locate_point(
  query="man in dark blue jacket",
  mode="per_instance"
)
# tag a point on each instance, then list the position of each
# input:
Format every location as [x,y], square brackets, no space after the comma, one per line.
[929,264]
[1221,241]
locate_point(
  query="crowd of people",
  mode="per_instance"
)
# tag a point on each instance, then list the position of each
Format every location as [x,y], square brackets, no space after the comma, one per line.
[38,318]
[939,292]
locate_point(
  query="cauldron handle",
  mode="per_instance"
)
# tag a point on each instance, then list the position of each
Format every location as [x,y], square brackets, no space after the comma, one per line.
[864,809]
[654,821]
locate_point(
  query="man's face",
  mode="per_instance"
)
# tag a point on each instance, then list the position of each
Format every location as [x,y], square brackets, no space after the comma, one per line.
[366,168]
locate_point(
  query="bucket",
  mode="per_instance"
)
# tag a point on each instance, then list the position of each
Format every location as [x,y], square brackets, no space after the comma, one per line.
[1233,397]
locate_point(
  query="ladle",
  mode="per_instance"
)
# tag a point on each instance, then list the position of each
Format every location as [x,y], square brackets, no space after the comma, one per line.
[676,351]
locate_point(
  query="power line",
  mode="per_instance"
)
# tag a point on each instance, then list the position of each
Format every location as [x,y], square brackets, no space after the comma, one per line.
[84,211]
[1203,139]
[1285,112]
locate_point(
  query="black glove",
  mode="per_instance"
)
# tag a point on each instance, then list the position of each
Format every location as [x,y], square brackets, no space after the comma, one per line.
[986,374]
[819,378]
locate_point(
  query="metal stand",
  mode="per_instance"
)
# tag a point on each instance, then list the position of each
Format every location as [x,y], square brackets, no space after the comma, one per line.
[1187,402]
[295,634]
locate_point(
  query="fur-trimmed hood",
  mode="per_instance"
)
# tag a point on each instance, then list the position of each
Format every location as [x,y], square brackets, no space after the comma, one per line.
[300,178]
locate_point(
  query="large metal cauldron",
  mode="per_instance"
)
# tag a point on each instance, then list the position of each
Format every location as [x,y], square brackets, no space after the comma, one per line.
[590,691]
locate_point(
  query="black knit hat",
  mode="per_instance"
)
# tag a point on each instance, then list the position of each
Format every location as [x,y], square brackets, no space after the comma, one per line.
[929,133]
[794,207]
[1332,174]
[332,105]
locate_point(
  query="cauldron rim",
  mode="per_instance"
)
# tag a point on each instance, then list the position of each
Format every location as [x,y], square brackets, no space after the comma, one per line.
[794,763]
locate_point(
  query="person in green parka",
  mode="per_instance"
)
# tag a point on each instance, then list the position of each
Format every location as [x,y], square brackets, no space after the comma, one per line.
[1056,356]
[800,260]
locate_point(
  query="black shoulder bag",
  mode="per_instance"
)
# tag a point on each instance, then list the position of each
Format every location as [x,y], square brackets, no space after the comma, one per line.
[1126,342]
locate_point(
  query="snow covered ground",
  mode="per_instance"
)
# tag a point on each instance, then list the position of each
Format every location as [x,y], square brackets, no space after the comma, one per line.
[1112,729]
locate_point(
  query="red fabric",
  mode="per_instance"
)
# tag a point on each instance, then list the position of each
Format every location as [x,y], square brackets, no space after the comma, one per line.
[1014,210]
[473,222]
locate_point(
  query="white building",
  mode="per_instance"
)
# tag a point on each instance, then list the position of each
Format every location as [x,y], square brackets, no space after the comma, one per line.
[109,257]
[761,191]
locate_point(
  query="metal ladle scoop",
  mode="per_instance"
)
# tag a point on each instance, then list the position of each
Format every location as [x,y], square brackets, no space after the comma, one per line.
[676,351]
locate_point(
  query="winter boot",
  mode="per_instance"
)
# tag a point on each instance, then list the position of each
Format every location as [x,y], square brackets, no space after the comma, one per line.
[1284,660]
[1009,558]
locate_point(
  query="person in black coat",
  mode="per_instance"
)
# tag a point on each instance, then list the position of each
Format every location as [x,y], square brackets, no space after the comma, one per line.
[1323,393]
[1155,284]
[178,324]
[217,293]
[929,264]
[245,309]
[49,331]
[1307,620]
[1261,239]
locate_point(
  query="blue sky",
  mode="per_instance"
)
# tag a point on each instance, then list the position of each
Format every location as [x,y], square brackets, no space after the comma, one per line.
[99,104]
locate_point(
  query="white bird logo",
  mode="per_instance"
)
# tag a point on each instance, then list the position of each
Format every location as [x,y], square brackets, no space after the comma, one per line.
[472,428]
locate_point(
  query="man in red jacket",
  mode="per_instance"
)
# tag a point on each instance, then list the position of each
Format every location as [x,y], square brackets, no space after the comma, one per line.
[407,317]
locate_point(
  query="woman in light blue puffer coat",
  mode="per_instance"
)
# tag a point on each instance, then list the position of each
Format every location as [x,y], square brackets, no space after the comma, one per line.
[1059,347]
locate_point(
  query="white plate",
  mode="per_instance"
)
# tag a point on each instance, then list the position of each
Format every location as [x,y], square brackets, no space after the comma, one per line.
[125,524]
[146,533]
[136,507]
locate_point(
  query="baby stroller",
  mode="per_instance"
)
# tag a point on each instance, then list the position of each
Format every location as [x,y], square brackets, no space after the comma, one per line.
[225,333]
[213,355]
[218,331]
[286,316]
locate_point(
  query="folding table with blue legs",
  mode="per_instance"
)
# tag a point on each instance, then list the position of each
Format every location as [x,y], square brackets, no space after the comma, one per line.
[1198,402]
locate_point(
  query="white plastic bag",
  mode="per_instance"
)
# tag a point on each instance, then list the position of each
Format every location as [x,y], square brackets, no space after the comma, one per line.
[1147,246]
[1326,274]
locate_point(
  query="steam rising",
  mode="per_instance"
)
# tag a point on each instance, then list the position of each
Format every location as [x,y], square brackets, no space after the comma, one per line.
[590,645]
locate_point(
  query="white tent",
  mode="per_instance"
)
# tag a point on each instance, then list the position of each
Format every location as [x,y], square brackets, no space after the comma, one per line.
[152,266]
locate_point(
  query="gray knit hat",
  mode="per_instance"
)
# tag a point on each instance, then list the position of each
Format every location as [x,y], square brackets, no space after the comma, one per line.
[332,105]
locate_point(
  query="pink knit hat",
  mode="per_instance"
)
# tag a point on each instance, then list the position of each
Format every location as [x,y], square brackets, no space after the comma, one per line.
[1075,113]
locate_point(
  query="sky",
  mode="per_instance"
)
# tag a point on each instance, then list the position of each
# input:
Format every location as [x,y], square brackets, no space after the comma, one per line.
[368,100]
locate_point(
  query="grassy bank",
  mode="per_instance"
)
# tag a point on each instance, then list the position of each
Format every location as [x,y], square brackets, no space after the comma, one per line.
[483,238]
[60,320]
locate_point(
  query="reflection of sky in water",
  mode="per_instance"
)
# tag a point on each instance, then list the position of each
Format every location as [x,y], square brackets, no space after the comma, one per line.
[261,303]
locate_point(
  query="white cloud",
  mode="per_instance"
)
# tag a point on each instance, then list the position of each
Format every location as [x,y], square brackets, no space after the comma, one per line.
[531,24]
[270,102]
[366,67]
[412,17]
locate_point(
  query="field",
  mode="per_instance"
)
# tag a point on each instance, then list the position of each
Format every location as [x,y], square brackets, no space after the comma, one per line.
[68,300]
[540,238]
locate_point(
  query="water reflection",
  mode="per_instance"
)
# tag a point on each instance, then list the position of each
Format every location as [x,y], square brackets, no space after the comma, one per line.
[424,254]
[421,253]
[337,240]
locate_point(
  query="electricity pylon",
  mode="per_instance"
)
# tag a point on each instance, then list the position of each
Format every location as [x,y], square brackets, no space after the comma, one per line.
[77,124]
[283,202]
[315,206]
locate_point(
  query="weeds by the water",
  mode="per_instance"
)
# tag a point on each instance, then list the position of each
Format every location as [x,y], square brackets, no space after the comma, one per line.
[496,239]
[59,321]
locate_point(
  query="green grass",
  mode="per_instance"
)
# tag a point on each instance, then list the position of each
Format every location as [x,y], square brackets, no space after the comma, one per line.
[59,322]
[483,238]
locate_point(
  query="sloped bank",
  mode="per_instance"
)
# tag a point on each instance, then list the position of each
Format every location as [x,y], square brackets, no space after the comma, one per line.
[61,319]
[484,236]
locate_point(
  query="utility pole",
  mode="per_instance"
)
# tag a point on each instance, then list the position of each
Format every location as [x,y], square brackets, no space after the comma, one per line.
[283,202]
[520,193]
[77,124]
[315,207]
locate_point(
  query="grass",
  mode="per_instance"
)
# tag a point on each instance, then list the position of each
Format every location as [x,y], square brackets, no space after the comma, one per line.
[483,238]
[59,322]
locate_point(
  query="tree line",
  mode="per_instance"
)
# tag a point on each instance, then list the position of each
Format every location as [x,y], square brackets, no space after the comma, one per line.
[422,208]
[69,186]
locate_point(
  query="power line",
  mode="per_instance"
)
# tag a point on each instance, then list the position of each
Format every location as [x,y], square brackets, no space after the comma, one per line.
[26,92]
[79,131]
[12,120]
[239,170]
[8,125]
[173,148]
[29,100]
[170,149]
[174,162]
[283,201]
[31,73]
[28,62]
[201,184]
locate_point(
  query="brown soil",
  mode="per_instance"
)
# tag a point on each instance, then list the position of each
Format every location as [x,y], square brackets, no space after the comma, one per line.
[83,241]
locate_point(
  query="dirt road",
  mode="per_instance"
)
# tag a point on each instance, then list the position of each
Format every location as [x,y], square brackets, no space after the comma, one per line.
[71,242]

* * * * * * *

→ **Requirements**
Identify each line in the records above that contains the word "white", and copy those lines. Matching is case-sensitive.

→ **Written solution**
  query="white building",
  query="white bird logo",
  query="white plate",
  query="white plastic bag",
  query="white tent",
  query="white cloud",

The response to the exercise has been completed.